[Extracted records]
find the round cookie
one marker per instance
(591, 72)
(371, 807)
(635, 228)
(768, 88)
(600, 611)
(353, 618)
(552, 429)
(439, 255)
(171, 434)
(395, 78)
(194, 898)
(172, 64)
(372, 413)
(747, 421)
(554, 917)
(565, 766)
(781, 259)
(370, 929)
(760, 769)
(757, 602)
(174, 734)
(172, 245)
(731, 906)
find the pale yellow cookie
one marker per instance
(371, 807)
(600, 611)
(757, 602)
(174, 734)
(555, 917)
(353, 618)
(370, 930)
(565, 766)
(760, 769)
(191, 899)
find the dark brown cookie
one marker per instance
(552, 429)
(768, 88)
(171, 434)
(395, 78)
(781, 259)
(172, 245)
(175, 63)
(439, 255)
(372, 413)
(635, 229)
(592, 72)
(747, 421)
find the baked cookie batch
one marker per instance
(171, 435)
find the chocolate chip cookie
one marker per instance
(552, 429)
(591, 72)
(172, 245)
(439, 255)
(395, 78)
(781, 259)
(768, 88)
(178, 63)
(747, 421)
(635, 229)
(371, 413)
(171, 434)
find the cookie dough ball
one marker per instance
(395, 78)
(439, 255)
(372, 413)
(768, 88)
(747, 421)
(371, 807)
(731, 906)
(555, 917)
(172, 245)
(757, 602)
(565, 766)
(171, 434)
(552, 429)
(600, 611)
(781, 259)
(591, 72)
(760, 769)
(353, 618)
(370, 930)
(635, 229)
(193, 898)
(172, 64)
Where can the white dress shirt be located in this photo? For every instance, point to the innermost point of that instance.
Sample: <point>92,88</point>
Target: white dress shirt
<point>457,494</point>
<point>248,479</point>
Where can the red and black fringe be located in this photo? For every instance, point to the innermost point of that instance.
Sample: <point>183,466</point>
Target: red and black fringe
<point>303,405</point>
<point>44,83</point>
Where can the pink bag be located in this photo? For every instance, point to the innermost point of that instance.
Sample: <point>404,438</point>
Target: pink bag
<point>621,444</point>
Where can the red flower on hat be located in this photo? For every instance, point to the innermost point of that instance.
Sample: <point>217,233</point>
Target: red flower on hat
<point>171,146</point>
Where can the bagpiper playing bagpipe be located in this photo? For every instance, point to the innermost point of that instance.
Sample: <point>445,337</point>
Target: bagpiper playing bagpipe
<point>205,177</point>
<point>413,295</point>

*What is needed*
Pull every line with the word "Sample" from the data.

*Answer to this exercise*
Sample: <point>92,88</point>
Sample: <point>183,466</point>
Sample: <point>404,438</point>
Sample: <point>217,233</point>
Sample: <point>445,337</point>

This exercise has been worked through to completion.